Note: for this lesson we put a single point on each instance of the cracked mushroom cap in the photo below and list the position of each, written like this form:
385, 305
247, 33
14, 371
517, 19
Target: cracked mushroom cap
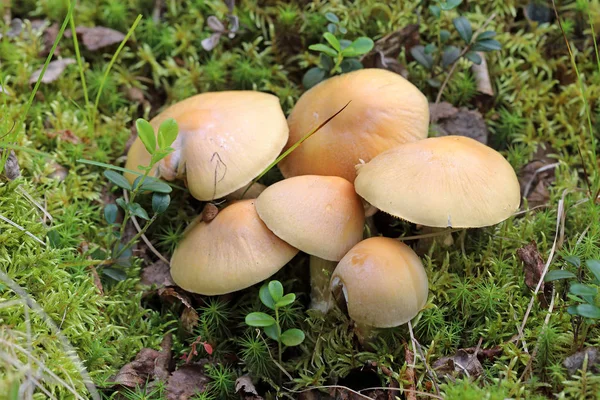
225, 140
450, 181
385, 110
232, 252
383, 281
320, 215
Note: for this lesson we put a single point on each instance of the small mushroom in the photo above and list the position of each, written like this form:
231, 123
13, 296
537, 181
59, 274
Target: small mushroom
385, 110
225, 140
320, 215
383, 283
232, 252
450, 181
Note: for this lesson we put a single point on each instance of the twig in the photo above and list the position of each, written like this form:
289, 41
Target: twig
462, 53
430, 372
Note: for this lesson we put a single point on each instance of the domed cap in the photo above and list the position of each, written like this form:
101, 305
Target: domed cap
450, 181
225, 140
384, 282
385, 110
230, 253
320, 215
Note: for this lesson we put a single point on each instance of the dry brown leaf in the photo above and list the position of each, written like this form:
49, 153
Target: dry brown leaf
449, 120
54, 71
533, 265
186, 382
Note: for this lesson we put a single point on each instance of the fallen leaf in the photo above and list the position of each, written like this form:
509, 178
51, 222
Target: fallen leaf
97, 37
449, 120
533, 265
11, 169
461, 363
55, 69
157, 273
245, 388
186, 381
65, 135
574, 362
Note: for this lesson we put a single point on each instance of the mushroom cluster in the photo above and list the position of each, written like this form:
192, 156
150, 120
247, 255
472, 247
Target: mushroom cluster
375, 151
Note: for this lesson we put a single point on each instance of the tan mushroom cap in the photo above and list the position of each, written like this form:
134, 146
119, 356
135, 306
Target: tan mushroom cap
230, 253
225, 138
386, 110
450, 181
384, 282
320, 215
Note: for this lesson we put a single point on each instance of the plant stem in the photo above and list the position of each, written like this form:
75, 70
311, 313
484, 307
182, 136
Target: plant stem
320, 274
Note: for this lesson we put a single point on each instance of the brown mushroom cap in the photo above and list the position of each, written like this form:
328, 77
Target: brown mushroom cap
450, 181
384, 282
320, 215
230, 253
225, 140
386, 110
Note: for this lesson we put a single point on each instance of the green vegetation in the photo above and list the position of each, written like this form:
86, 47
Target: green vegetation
64, 225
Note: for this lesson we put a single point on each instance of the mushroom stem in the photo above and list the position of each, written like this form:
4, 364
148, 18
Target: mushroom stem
320, 275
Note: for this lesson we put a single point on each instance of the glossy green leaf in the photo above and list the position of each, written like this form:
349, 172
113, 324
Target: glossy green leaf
110, 213
146, 134
323, 48
167, 133
558, 274
594, 267
160, 202
265, 296
286, 300
276, 290
117, 179
473, 57
292, 337
332, 40
463, 27
259, 319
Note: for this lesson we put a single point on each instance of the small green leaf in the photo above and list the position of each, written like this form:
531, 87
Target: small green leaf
350, 64
418, 52
167, 133
312, 77
584, 310
360, 46
558, 274
286, 300
331, 17
138, 211
292, 337
272, 332
265, 296
332, 40
444, 35
115, 274
450, 4
117, 179
463, 27
487, 45
486, 35
276, 290
435, 10
146, 134
323, 49
110, 213
154, 185
473, 57
160, 202
594, 267
259, 319
573, 260
451, 54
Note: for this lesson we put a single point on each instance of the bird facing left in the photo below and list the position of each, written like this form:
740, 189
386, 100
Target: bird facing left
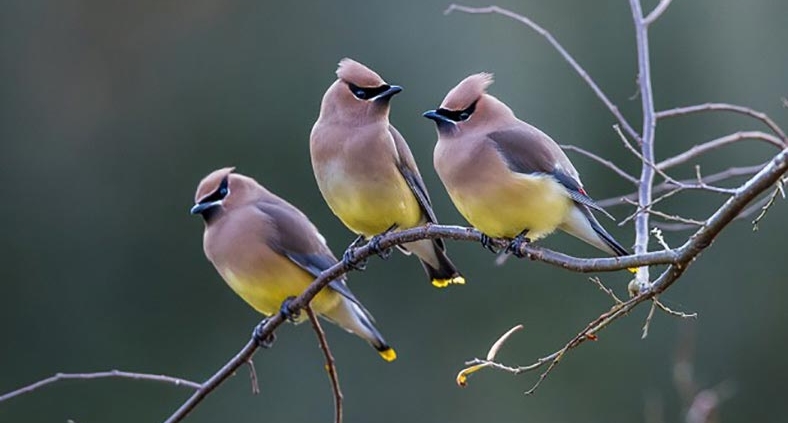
268, 251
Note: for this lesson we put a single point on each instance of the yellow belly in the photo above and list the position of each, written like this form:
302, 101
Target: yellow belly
370, 209
266, 292
503, 210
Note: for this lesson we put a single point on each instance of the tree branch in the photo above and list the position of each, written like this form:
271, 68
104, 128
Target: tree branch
714, 144
330, 364
647, 145
681, 111
604, 162
99, 375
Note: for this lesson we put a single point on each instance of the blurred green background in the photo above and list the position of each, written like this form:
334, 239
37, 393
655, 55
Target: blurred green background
112, 111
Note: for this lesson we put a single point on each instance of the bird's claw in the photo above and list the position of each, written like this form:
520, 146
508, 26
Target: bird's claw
489, 243
288, 312
261, 339
374, 247
349, 259
515, 247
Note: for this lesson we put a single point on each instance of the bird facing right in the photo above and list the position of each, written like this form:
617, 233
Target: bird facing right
507, 178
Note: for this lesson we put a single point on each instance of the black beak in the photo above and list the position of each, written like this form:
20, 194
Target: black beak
438, 118
202, 207
391, 92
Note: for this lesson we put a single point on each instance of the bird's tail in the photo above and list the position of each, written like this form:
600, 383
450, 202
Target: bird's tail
352, 317
582, 224
437, 264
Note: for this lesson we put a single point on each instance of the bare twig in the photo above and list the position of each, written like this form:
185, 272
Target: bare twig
650, 315
683, 183
674, 313
658, 235
714, 144
769, 202
604, 162
606, 290
560, 49
253, 377
681, 111
649, 127
686, 255
99, 375
330, 363
657, 12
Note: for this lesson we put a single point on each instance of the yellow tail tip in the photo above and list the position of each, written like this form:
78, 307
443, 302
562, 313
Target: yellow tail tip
443, 283
388, 354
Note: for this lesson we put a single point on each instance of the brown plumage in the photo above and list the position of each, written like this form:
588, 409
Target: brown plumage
365, 170
508, 178
268, 251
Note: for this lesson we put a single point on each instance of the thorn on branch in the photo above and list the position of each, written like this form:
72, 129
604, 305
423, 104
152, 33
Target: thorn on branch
658, 235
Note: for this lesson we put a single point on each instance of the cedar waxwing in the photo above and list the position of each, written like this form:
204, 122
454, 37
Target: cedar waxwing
365, 170
507, 178
268, 251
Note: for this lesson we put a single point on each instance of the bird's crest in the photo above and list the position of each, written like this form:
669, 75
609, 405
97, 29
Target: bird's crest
467, 91
211, 182
354, 72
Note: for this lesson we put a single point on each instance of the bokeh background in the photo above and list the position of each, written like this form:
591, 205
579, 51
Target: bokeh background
112, 111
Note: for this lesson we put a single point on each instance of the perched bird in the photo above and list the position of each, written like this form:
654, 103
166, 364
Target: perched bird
507, 178
365, 170
268, 252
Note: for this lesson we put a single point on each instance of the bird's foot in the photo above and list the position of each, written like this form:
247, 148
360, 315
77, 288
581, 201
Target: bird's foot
374, 243
515, 247
263, 340
374, 246
349, 257
350, 260
489, 243
288, 313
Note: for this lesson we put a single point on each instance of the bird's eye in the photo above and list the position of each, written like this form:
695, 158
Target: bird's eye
458, 115
362, 93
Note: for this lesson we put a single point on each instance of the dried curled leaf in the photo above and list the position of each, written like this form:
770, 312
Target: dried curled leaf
462, 376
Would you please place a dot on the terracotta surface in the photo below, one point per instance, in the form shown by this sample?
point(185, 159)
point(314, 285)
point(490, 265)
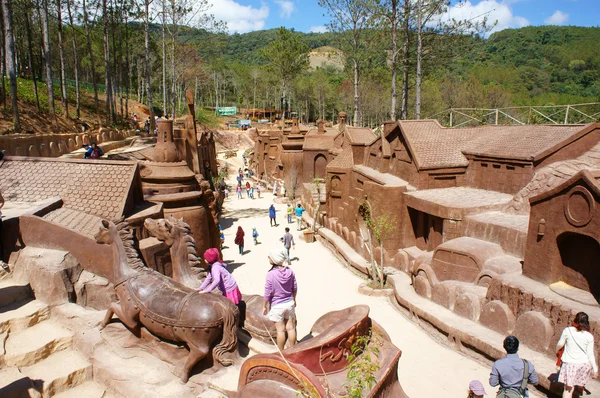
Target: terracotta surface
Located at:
point(166, 308)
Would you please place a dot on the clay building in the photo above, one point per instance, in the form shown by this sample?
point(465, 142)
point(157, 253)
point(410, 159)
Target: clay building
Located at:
point(495, 224)
point(302, 153)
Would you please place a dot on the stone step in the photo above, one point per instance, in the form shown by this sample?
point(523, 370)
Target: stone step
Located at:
point(89, 389)
point(11, 291)
point(31, 345)
point(59, 372)
point(14, 384)
point(22, 314)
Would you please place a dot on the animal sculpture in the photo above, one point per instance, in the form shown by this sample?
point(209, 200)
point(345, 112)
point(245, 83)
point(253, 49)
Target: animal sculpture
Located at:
point(166, 308)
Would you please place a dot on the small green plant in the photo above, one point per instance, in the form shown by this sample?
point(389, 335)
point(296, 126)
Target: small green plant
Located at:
point(363, 364)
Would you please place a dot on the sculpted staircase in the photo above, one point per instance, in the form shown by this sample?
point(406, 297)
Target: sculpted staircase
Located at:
point(36, 354)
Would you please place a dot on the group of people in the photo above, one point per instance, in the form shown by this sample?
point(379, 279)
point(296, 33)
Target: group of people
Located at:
point(575, 352)
point(279, 294)
point(92, 151)
point(248, 186)
point(290, 211)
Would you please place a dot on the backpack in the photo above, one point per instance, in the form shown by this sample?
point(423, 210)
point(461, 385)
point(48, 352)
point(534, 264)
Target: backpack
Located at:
point(510, 393)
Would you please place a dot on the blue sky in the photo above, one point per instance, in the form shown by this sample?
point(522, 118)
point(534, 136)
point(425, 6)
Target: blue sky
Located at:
point(306, 15)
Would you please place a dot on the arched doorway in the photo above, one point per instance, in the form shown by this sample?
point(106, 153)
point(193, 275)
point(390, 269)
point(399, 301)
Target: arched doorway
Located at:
point(320, 166)
point(580, 256)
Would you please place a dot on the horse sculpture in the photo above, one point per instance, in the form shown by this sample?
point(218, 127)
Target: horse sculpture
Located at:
point(166, 308)
point(176, 234)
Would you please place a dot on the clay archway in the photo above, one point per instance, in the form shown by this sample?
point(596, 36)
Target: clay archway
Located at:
point(580, 256)
point(320, 165)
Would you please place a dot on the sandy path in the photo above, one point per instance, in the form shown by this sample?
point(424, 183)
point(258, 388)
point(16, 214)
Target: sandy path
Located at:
point(427, 369)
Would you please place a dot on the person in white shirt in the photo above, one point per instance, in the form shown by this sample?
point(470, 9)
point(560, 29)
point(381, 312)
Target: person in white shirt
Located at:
point(578, 360)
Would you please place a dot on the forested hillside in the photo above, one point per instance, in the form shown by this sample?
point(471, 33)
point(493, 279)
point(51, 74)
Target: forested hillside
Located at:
point(138, 50)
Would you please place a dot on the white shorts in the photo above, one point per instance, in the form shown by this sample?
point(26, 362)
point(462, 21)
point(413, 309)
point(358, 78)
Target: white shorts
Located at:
point(282, 311)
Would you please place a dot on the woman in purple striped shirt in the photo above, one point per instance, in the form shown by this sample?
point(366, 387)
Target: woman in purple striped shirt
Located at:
point(280, 297)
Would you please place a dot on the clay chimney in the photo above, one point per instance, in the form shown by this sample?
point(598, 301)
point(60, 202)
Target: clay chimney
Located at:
point(342, 118)
point(165, 150)
point(295, 127)
point(321, 124)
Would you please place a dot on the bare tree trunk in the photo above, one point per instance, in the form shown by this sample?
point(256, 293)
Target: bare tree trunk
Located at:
point(356, 78)
point(394, 66)
point(147, 59)
point(127, 77)
point(10, 61)
point(92, 62)
point(419, 59)
point(107, 77)
point(405, 55)
point(61, 56)
point(76, 63)
point(164, 48)
point(46, 40)
point(173, 86)
point(30, 50)
point(2, 60)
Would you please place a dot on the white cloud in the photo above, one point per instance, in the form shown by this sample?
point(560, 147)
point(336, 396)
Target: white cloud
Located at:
point(239, 18)
point(286, 8)
point(318, 29)
point(499, 12)
point(558, 18)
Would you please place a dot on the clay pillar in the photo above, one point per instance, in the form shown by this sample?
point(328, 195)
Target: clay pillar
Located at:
point(321, 125)
point(165, 150)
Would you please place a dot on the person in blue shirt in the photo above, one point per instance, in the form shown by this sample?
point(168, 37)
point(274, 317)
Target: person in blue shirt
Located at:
point(508, 372)
point(299, 211)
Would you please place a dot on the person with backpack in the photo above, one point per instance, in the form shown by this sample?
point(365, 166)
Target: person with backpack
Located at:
point(512, 373)
point(578, 360)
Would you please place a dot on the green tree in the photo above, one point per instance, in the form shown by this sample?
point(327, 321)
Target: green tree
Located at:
point(288, 57)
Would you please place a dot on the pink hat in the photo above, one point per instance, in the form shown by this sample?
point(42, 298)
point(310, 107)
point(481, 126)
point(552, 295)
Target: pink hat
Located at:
point(477, 387)
point(212, 255)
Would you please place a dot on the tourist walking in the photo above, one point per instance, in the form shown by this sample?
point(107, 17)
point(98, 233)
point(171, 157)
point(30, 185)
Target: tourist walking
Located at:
point(272, 216)
point(476, 389)
point(280, 298)
point(578, 360)
point(299, 211)
point(239, 239)
point(512, 373)
point(219, 278)
point(95, 151)
point(288, 243)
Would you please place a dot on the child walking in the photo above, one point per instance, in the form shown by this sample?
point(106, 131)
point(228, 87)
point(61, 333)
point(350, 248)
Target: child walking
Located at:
point(219, 278)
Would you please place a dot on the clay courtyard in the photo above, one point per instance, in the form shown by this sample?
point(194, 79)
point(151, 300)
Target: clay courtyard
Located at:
point(426, 368)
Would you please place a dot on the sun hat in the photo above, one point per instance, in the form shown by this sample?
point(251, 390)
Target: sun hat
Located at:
point(278, 256)
point(212, 255)
point(477, 387)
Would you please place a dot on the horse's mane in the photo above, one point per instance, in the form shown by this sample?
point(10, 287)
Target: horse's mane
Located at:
point(129, 243)
point(189, 241)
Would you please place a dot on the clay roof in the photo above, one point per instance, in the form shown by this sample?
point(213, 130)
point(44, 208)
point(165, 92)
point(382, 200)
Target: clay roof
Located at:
point(360, 135)
point(345, 160)
point(435, 146)
point(98, 187)
point(318, 142)
point(78, 221)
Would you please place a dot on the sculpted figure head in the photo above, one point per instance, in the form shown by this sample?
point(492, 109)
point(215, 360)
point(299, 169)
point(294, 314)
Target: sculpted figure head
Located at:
point(162, 229)
point(106, 233)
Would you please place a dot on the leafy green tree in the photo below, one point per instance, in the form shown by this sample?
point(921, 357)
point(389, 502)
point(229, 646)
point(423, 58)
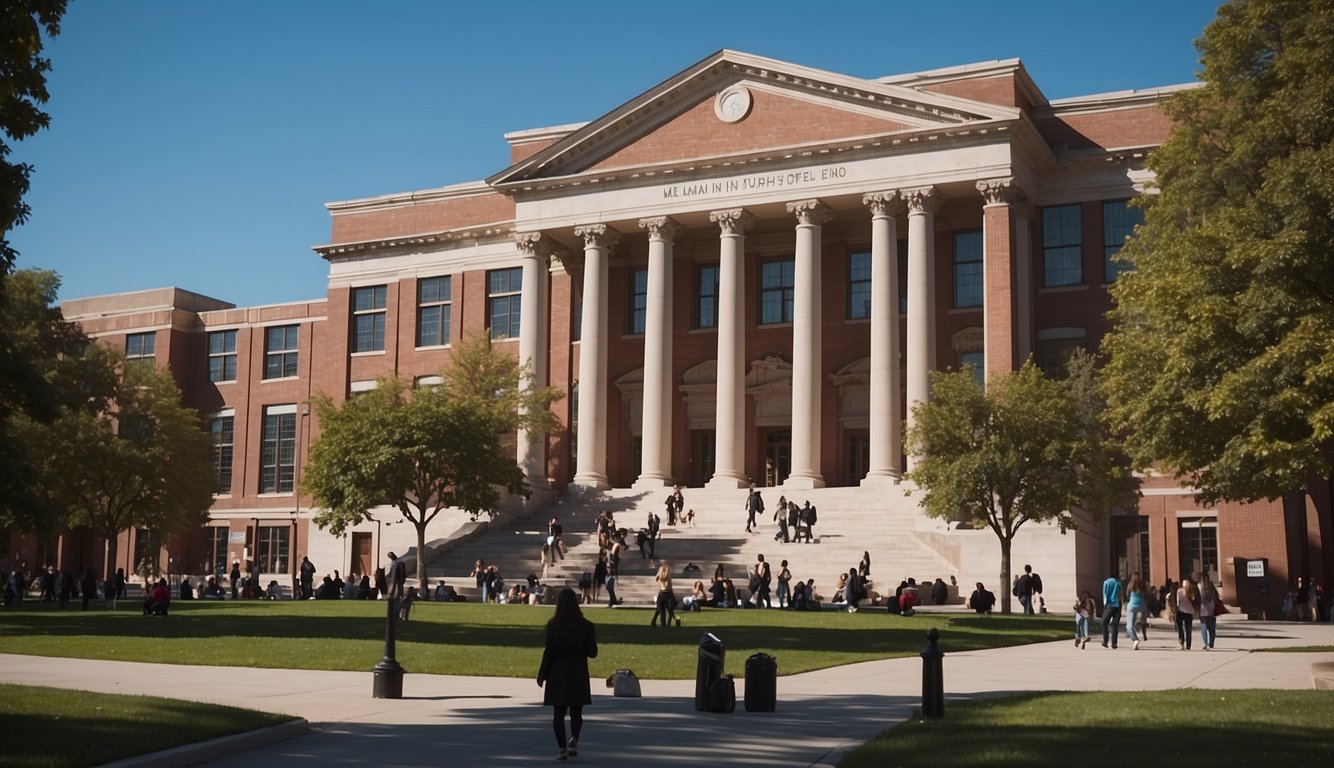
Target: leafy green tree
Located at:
point(23, 90)
point(1222, 352)
point(427, 450)
point(144, 463)
point(48, 367)
point(1025, 450)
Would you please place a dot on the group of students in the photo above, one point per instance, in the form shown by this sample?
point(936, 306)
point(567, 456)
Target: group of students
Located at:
point(1185, 603)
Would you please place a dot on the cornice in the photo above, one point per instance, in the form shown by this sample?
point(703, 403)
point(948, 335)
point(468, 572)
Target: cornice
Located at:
point(486, 232)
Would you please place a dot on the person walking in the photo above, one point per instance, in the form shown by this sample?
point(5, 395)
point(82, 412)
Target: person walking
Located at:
point(570, 643)
point(1111, 602)
point(1207, 614)
point(1187, 607)
point(1137, 611)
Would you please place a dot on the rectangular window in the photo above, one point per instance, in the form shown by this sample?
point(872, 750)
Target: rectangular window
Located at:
point(368, 319)
point(278, 450)
point(220, 430)
point(140, 348)
point(967, 270)
point(1118, 223)
point(706, 296)
point(280, 351)
point(638, 302)
point(214, 551)
point(434, 303)
point(777, 282)
point(1061, 246)
point(858, 286)
point(503, 299)
point(222, 356)
point(271, 548)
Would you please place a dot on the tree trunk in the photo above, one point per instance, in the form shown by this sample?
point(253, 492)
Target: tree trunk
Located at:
point(1005, 574)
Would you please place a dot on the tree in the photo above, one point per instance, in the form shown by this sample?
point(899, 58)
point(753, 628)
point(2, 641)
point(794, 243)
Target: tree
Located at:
point(144, 463)
point(48, 367)
point(1222, 351)
point(1026, 450)
point(427, 450)
point(23, 88)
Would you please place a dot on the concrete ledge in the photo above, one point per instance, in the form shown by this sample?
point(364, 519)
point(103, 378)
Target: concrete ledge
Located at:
point(215, 748)
point(1322, 675)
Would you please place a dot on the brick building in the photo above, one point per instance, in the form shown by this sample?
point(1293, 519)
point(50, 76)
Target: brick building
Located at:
point(743, 274)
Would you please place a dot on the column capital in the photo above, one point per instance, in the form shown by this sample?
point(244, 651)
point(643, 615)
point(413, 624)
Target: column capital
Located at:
point(598, 235)
point(733, 222)
point(998, 191)
point(660, 227)
point(535, 244)
point(921, 199)
point(810, 212)
point(886, 203)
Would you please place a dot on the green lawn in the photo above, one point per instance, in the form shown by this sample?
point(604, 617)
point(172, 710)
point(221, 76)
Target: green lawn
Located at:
point(56, 728)
point(492, 640)
point(1190, 727)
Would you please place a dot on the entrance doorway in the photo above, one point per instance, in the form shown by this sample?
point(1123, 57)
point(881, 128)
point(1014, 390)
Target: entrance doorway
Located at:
point(360, 554)
point(857, 456)
point(778, 456)
point(701, 456)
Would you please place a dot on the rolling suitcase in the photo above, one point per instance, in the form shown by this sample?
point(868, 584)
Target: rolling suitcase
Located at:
point(761, 683)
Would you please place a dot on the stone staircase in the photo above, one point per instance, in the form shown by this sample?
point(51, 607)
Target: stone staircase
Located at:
point(850, 520)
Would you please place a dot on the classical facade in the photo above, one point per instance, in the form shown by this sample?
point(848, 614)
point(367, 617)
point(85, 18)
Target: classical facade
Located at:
point(745, 274)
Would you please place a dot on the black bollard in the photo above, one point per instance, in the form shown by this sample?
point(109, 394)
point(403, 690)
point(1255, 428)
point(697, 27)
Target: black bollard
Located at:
point(388, 672)
point(933, 678)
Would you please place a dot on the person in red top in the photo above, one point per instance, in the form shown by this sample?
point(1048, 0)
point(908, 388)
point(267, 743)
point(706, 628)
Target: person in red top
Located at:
point(158, 600)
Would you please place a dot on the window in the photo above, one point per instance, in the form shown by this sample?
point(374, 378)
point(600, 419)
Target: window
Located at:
point(1061, 246)
point(638, 302)
point(777, 282)
point(220, 430)
point(1118, 223)
point(222, 356)
point(140, 348)
point(503, 299)
point(368, 319)
point(215, 551)
point(434, 311)
point(967, 270)
point(278, 450)
point(706, 296)
point(858, 286)
point(271, 548)
point(280, 351)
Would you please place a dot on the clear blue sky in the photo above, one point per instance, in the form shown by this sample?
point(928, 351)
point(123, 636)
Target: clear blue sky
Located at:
point(195, 144)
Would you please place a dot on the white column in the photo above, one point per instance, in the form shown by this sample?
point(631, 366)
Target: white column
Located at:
point(921, 343)
point(532, 347)
point(1023, 214)
point(591, 470)
point(655, 470)
point(886, 411)
point(807, 359)
point(730, 418)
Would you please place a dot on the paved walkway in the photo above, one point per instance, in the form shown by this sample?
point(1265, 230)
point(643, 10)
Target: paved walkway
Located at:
point(498, 722)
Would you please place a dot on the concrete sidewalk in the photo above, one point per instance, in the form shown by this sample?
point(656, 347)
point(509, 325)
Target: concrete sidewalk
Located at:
point(480, 722)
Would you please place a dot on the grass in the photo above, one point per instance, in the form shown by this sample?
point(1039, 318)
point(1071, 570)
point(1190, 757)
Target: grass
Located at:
point(58, 728)
point(491, 640)
point(1189, 727)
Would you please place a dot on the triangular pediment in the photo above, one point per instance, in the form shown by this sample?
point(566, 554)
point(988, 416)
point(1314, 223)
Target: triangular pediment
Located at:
point(737, 107)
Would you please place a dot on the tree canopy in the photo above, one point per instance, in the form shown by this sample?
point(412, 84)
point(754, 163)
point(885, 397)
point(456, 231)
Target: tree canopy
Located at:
point(1222, 351)
point(1025, 450)
point(423, 451)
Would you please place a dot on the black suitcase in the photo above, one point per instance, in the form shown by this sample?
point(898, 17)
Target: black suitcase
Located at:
point(761, 683)
point(722, 695)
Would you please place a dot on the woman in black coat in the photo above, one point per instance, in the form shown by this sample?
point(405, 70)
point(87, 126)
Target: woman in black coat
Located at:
point(564, 664)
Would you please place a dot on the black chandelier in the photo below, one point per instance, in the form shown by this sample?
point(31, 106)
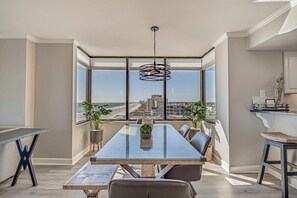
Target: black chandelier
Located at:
point(154, 71)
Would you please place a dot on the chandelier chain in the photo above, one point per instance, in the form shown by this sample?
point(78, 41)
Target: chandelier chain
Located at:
point(155, 43)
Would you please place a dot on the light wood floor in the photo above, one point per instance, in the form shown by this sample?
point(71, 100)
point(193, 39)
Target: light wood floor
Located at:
point(215, 183)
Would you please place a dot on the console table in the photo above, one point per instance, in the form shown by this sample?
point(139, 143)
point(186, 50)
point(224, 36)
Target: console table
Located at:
point(25, 152)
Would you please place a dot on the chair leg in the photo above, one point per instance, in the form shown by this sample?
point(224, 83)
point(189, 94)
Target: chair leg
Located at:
point(263, 160)
point(284, 172)
point(192, 189)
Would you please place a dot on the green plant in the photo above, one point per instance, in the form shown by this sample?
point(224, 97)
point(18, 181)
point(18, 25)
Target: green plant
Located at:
point(196, 112)
point(146, 129)
point(94, 114)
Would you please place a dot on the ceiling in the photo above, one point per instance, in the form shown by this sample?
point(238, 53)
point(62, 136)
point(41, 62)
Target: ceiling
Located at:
point(122, 27)
point(281, 42)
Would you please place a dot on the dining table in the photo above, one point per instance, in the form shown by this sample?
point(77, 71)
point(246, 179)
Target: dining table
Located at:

•••••

### EXERCISE DETAILS
Retype the rows from the line that contains "Would you please place a dot on the animal" through the line that contains "point(290, 211)" without any change.

### FINISHED ANSWER
Would you please place a dot on the animal sculpture in the photo above, one point per instance, in the form shown by this sample?
point(209, 200)
point(345, 112)
point(245, 83)
point(253, 49)
Target: animal sculpture
Located at:
point(166, 308)
Would you please place a dot on the small green plant in the photo above, one point per instance, in the form shown by this sample?
point(389, 335)
point(296, 126)
Target: small green plant
Located at:
point(363, 364)
Would you please place a dot on the sculpted staircase in the photo above, one point per instance, in the form shown by this sample?
point(406, 297)
Target: sculpted staircase
Located at:
point(36, 354)
Would you please place a dot on the group of people in the photo above, one point per instance, in the form shown by this sample?
point(379, 279)
point(296, 33)
Target: group of people
Located at:
point(575, 352)
point(279, 294)
point(92, 151)
point(248, 186)
point(290, 211)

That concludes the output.